Source extract -
Elaine Khoong meets with patients two days a week over the phone or by video. Most of her patients aren’t native English speakers and are disproportionately Asian, so she often communicates with them in Cantonese. As a researcher specializing in internal medicine at San Francisco General Hospital, a healthcare safety net provider serving marginalized communities, Khoong checks in on her patients whether she can see them in person or no.
Most of Khoong’s consultations are done by phone, which is often easier for patients. Telehealth is a remote healthcare option through which patients can reach their care providers to receive a diagnoses or treatments and has become prevalent in the age of COVID-19, especially in underserved communities.
“Most of our patients are below the federal poverty line and many of them work jobs where they’re not able to get a lot of time off. And then on top of that, there’s travel. Anytime they’re not working is lost income,” said Matthew Ware, a quality improvement coordinator who works with telehealth at the Venice Family Clinic, a federally qualified health clinic in Venice, California.
The COVID-19 pandemic only made these obstacles glaringly apparent, and telehealth can eliminate these barriers. However, amid this new age of accessibility for low-income communities, telehealth has also been met with a host of challenges, like data illiteracy and unmet technology needs.
“This technology gets applied without thinking about what patients go through and really tailoring it to what they need,” said Ware. “We’re a community health center, and we’re not used to doing technical assistance with software. It’s outside of what our traditional role has been, but we’re having to take on these new roles and I think it’s important to the equity that those things are done right.”
In telehealth, there is also a hierarchy of the quality of care a patient can receive based on if they’re publicly or privately insured/uninsured.
“[Healthcare providers for low-income communities] are predominantly providing telehealth via phone calls…whereas on the commercial side…you are more likely to get a video visit,” said Diana Camacho, senior program officer of the Improving Access team at the California Health Care Foundation. CHCF’s Improving Access team works to increase the accessibility of health coverage for low-income Californians.
Under Medicare—a federal health insurance program for people aged 65 or older and certain younger people with disabilities—telehealth coverage was traditionally limited to only beneficiaries living in rural areas. Medicaid—a federal and state health insurance program for eligible, low-income people—adopted telehealth early. While all states and Washington provided some coverage of telehealth, it varied from state to state.
In early 2020, the federal government announced a Public Health Emergency (PHE) due to COVID-19, and Congress and the Centers for Medicare & Medicaid Services expanded Medicare’s coverage of telehealth so all beneficiaries could easily access telehealth to mitigate the spread of COVID-19. Before the pandemic, only 18% of providers of Medicare beneficiaries offered telehealth. Now, 64% do.
“Before the COVID-19 pandemic, generally, coverage of telehealth services in the traditional Medicare program was super limited. About 100 services were covered and…less than 1% of the Medicare population had a telehealth visit. So, when COVID-19 happened…roughly one in four Medicare beneficiaries had a telehealth visit between the summer and fall of 2020,” said Wyatt Koma, who studies Medicare at the Kaiser Family Foundation.

Region pointing data

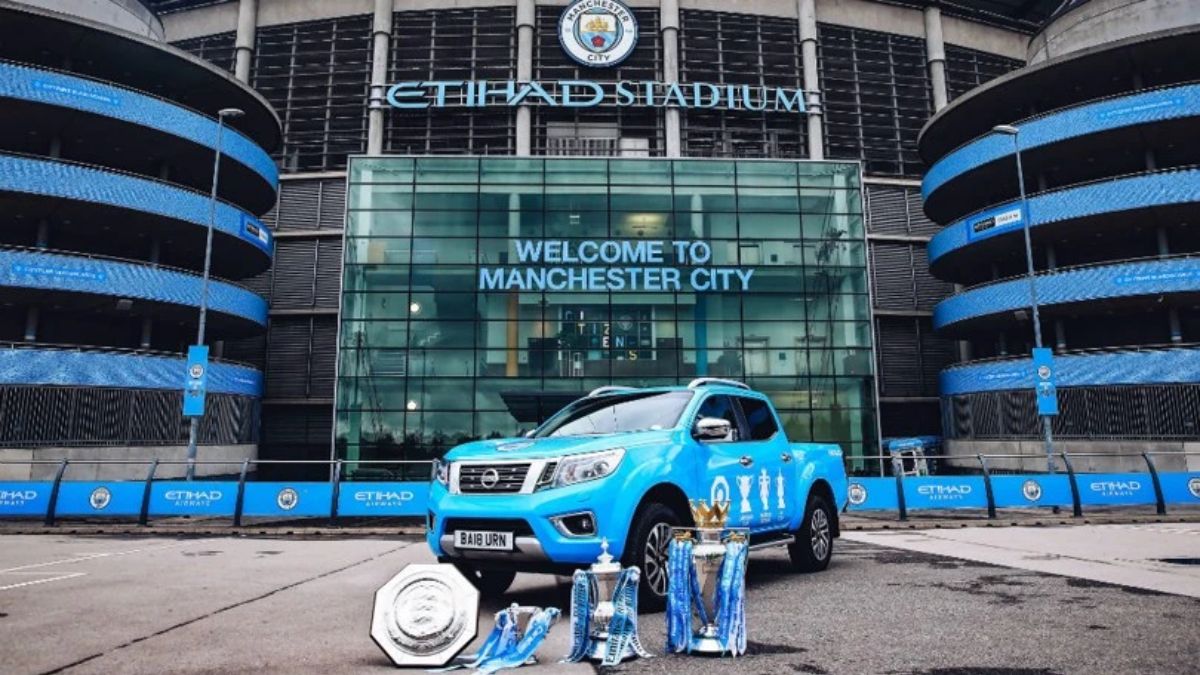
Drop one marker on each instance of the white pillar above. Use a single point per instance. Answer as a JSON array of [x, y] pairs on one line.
[[526, 18], [669, 19], [807, 11], [244, 45], [935, 57], [381, 37]]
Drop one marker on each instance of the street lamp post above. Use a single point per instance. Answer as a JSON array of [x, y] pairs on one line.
[[195, 426], [1009, 130]]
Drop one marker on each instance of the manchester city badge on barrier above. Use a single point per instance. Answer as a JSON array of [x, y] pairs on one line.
[[604, 613], [706, 573], [425, 615]]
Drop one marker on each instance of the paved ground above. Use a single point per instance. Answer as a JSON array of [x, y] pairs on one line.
[[156, 604]]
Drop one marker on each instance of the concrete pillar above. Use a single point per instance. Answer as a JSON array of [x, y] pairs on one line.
[[669, 18], [935, 57], [381, 37], [526, 19], [244, 43], [807, 11]]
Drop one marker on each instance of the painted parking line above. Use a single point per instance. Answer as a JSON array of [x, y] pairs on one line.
[[46, 580], [95, 556]]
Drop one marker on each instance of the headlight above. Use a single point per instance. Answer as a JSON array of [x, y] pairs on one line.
[[580, 469], [442, 471]]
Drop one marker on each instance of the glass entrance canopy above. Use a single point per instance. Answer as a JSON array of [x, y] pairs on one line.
[[479, 296]]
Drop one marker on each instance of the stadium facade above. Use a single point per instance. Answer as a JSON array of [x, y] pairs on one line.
[[419, 84], [105, 178], [1104, 117]]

Task set -
1. Answer each question from the telehealth article.
(a) In what language does Khoong often speak with her patients?
(b) Before the pandemic, what share of providers of Medicare beneficiaries offered telehealth?
(c) In what city and state is the Venice Family Clinic?
2. Decide whether each statement agrees with the telehealth article, and quote the words that settle it.
(a) Medicare's telehealth coverage was traditionally limited to beneficiaries in rural areas.
(b) Diana Camacho works at the Kaiser Family Foundation.
(c) Most of Khoong's consultations take place by video.

Activity answers -
1.
(a) Cantonese
(b) 18%
(c) Venice, California

2.
(a) Yes: "telehealth coverage was traditionally limited to only beneficiaries living in rural areas"
(b) No: "senior program officer of the Improving Access team at the California Health Care Foundation"
(c) No: "Most of Khoong’s consultations are done by phone"